◆ DIRECTION
Gather every line in the listing below that contains the word "query".
- - - - - - -
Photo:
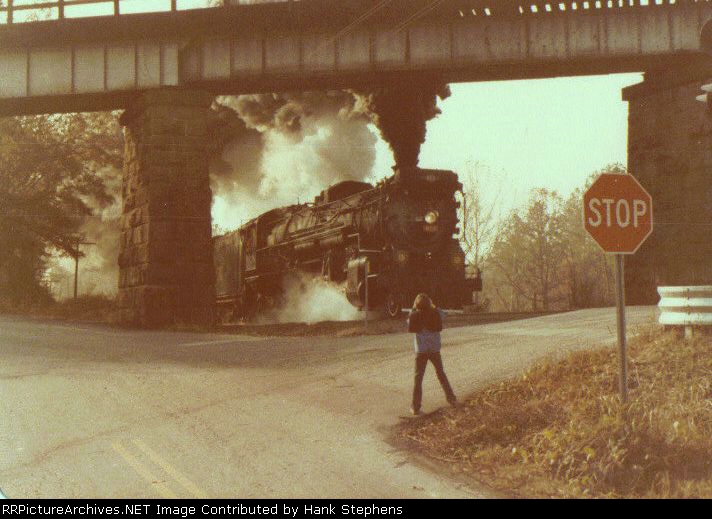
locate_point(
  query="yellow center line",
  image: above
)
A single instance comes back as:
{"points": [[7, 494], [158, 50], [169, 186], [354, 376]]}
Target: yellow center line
- - - - - - -
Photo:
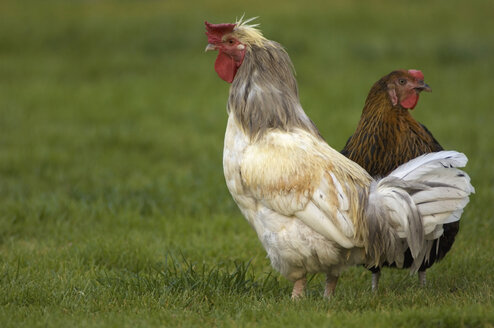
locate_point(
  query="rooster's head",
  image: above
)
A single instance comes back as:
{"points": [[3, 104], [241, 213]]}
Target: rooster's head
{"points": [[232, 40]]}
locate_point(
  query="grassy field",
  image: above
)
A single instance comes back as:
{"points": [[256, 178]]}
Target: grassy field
- - - - - - -
◆ THE RESPONSE
  query="yellow center line",
  query="rooster's head",
  query="grassy field",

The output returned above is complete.